Excerpt to read
========================================
Sometimes the time between Cover Snarks goes quickly and other times, it feels like ages since the last one. For me, it’s the latter this time. Regardless, enjoy!
Amanda: This is not some hokey marriage memoir like I thought.
Elyse: I bet that note is about swinging.
The more I look at it, the more I think that couple are serial killers.
“The secret to our marriage is a murder-pact!”
RHG: The Hallmark channel doesn’t know about swinging.
Sarah: Ted McGinley’s expression is scaring me.
“She’s about to take this note from my hand. I will not let her. Then I will return through my conveniently-placed hell portal to the realm where I belong.”
CarrieS: “We are the Ghosts of Suburbs Past.”
Amanda: Is the bride the cart or the horse? Either answer would offend me greatly.
Sarah: Maybe the flowers are the horse, because she’s holding them behind her. Wait, is this a coded message?
From Ann-Marie – thank you Ann-Marie!
RHG: Uh…
Sarah: You’re seeing it, too, right?
RHG: He needs a mammogram.
Sarah: Definitely needs a mammogram.
I’m worried about the visual differences between his pecs, and I know differences in shape and size are a signal to watch out for in breast cancer.
And that’s like a 6lb difference, I think.
Elyse: I…it looks like he ejaculated.
Hand placement over the R.
Sarah: Wait, so maybe that’s his superpower? EXCELLENT SUPERPOWER.
========================================
Provided information
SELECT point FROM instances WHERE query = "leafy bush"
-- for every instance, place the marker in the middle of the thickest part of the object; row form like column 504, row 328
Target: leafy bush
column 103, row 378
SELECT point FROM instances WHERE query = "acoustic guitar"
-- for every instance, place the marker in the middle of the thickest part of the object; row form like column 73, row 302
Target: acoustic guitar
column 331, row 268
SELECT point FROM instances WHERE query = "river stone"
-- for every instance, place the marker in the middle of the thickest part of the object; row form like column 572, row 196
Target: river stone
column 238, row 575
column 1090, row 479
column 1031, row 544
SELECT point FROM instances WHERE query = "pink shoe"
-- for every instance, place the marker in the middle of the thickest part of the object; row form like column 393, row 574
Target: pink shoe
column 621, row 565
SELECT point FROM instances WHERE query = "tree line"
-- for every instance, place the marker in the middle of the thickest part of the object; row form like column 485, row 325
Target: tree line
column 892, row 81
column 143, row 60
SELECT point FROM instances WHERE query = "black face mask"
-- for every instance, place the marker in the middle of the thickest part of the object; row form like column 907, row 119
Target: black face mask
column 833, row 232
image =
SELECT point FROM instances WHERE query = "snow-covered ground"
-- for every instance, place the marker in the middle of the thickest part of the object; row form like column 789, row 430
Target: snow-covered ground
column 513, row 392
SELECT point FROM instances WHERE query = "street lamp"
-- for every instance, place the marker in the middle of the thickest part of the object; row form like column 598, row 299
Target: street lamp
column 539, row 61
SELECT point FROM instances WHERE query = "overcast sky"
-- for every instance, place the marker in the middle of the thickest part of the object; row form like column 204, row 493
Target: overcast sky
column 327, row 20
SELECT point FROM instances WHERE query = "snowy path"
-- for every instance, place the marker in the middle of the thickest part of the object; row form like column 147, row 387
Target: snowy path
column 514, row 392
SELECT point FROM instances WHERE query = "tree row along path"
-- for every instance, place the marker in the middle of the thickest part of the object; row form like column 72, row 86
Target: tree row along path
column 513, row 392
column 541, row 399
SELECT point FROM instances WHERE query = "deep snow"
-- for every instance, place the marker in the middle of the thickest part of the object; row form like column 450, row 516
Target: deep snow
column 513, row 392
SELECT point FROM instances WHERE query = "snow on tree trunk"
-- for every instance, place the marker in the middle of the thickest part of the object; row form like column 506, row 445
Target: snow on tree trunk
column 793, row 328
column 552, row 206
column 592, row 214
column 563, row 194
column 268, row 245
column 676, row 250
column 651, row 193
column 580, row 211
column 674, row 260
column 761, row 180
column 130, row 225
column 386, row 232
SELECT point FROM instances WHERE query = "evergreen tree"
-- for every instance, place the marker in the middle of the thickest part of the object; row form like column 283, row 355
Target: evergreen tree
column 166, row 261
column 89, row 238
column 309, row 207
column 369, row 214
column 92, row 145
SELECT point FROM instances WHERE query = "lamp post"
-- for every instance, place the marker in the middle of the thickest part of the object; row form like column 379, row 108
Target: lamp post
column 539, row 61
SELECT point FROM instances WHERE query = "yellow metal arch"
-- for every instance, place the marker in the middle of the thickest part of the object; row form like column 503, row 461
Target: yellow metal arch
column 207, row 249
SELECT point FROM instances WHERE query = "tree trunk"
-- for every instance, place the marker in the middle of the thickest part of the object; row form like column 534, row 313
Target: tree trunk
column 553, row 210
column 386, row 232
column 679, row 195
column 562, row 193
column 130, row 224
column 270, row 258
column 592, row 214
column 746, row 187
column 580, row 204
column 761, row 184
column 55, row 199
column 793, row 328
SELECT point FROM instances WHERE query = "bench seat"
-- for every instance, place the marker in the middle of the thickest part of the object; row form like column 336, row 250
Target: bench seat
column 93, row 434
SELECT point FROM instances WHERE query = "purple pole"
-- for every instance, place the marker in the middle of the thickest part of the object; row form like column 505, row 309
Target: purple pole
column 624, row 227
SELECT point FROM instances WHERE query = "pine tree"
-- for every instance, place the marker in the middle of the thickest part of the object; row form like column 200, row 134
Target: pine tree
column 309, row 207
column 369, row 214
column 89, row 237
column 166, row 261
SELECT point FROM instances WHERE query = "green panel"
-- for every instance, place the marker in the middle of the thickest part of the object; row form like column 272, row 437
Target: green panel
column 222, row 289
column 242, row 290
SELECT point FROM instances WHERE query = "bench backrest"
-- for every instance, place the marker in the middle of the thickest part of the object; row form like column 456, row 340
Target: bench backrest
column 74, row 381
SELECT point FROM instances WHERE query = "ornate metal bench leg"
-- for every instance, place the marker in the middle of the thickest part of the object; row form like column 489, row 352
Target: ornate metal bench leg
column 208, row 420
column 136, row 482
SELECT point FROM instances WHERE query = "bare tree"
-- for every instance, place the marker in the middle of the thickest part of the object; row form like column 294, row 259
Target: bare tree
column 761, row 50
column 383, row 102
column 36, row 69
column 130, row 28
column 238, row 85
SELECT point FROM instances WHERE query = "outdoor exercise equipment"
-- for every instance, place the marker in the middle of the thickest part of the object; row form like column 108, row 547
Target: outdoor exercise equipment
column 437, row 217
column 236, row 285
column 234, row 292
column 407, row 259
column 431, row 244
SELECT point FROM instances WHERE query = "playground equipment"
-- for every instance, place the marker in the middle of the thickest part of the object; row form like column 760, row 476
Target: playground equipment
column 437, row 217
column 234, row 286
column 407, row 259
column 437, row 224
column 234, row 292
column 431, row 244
========================================
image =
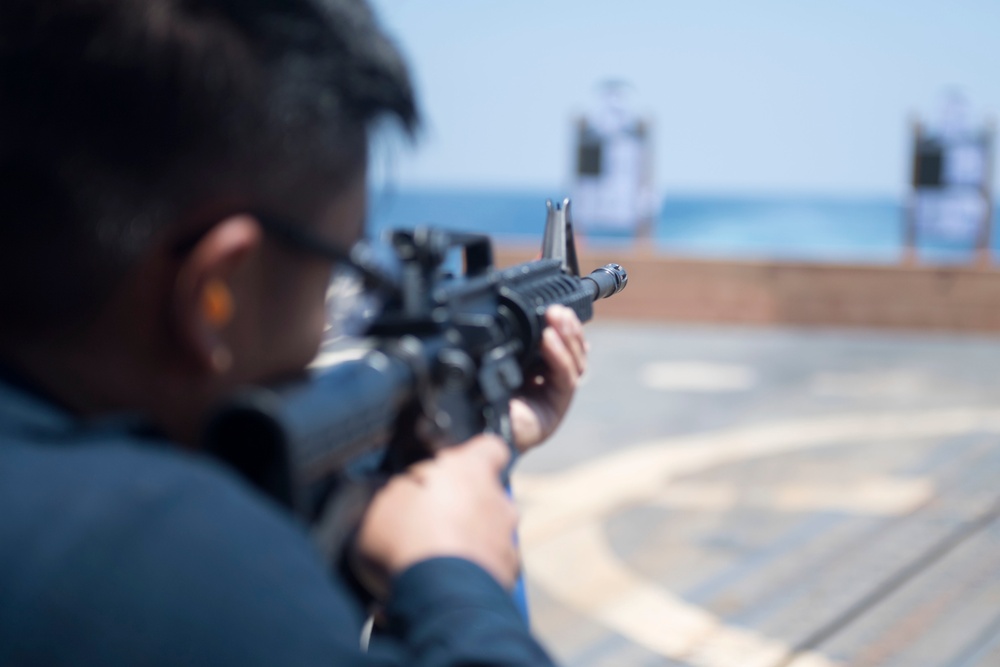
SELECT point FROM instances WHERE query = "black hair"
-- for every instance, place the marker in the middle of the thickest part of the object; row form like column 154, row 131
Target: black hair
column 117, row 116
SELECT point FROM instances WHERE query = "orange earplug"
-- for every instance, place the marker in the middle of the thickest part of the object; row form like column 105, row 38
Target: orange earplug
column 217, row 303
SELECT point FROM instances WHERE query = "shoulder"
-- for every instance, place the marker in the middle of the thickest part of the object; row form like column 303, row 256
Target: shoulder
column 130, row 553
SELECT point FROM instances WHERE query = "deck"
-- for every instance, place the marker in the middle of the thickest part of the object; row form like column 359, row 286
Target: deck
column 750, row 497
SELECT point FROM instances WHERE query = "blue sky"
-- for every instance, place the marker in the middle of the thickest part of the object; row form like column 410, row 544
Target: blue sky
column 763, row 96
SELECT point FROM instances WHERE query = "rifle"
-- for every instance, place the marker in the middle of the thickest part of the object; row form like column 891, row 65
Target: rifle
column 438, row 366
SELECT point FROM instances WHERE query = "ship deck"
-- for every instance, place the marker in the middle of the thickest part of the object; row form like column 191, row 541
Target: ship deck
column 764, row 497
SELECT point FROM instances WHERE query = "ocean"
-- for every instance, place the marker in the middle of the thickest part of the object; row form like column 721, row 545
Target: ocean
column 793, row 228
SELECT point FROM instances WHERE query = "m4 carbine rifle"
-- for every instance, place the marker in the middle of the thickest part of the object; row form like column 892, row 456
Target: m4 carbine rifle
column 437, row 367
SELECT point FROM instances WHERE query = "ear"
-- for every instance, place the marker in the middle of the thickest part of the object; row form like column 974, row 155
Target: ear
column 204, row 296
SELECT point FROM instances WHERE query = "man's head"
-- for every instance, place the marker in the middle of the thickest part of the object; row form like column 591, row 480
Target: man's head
========================================
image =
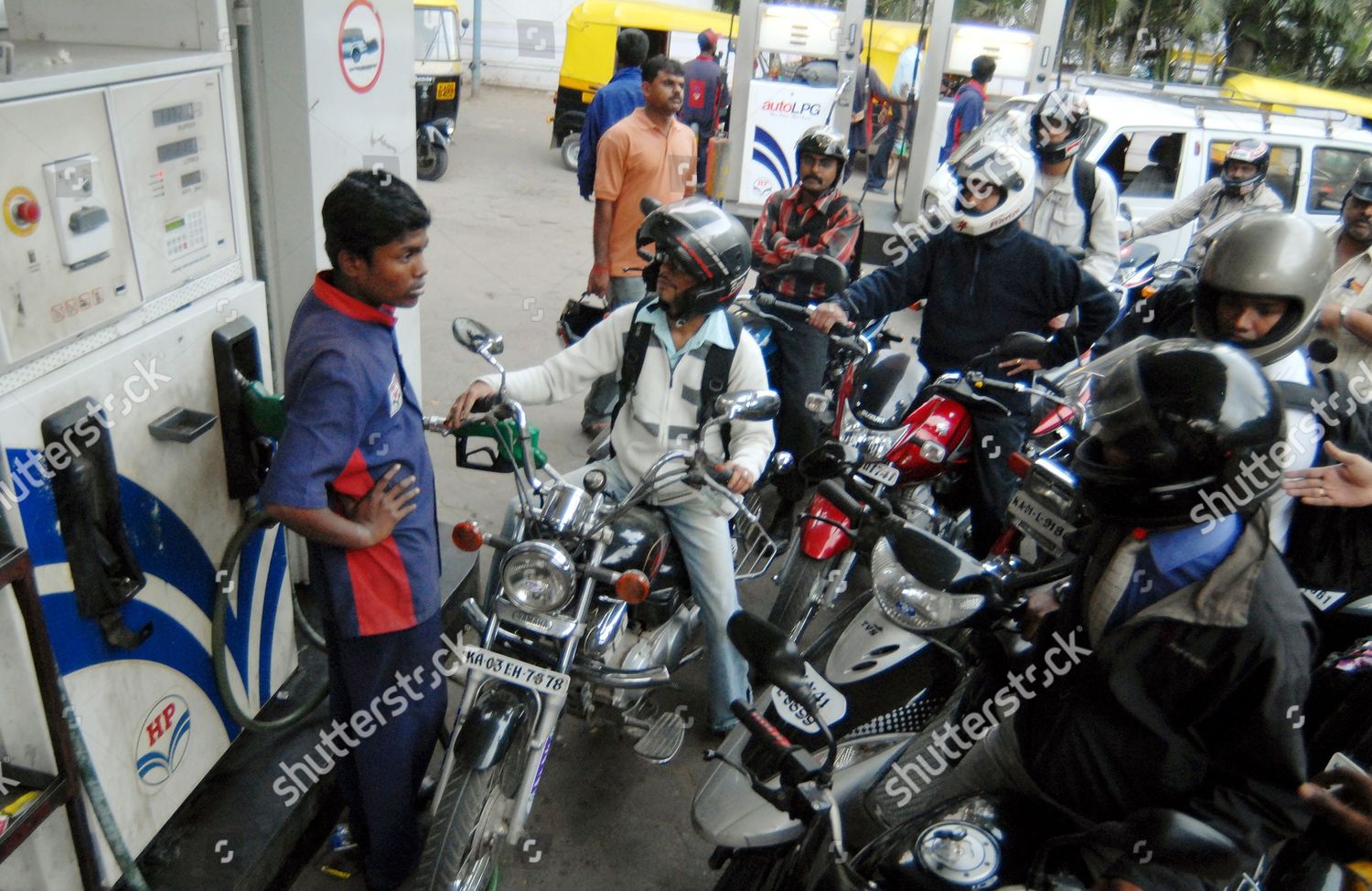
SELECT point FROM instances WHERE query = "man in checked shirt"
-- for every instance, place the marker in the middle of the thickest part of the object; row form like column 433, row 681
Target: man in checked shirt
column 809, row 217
========================================
Task instructions
1/ Answer these questions about the Cover Snarks post, one line each:
(a) What does Elyse bet the note is about?
(b) Who says Ted McGinley's expression is scary?
(c) What medical exam do RHG and Sarah both say is needed?
2/ Reproduce the Cover Snarks post word for word between "Amanda: This is" and "a coded message?", inclusive.
3/ Carry on the Cover Snarks post from the point where it stops.

Answer list
1/
(a) Swinging.
(b) Sarah.
(c) A mammogram.

2/
Amanda: This is not some hokey marriage memoir like I thought.
Elyse: I bet that note is about swinging.
The more I look at it, the more I think that couple are serial killers.
“The secret to our marriage is a murder-pact!”
RHG: The Hallmark channel doesn’t know about swinging.
Sarah: Ted McGinley’s expression is scaring me.
“She’s about to take this note from my hand. I will not let her. Then I will return through my conveniently-placed hell portal to the realm where I belong.”
CarrieS: “We are the Ghosts of Suburbs Past.”
Amanda: Is the bride the cart or the horse? Either answer would offend me greatly.
Sarah: Maybe the flowers are the horse, because she’s holding them behind her. Wait, is this a coded message?

3/
Maybe this guy can stand behind women who are breast feeding and fire at will at any crapnozzle who tries to give her a hard time about it.
I’m liking this guy more and more.
Elyse: Seriously, tell me that’s not ejaculate
Sarah: The trajectory suggests the right pec may have been the origin, though….
Elyse: We need some CSI level analysis. Like with lasers and shit.
Amanda: I genuinely thought the woman’s large head was on that tiny lower body.
Sarah: Oh gosh me too
I was very confused how many arms she had.
RHG: Why…
CarrieS: The “play” involves cutting up people parts and then gluing them together. It’s the only explanation.






I’m wondering why the couple on the first book aren’t concerned over the cloud of mustard colored gas enveloping their living room.
I’m not really seeing how the second cover belongs here, to be honest. I mean, yes, using a modified version of the Papyrus font is pretty terrible, but unless you’re actively trying to find some offense in the title, it’s not really all that bad? (I’d even go so far as to call it downright pleasant when compared to a lot of self-/independently published stuff…)
On the other hand, that cover for Spellbinder, just below it, is bad enough for two books, so maybe it all evens out in the end.
Aww, it cut out my emoji! Imagine there’s a nice “XD” face at the end of the above comment. 😉
Re “I can’t believe it’s not Death Note”:
That conjured up a synaesthetic vision of a Hallmark movie mashed up with something worthy of a Nick Cave soundtrack. It was…an experience.
(The worst one, musically, since they sang “We Will, We Will Praise You” to Queen at ex church ie blasphemed rock, but hey, small bickie quibbles.)
Re Caboose Bouquet:
The set phrase authors alter is usually that “first comes love…” rhyme, not “the cart before the horse” (in the wrong order). Now I see why.
Terrible combo with the pic, that title. Don’t want to be suggesting vehicles of any kind, given the tradition of tying “just married” signage to the bumper, including (extra) bridal wreaths.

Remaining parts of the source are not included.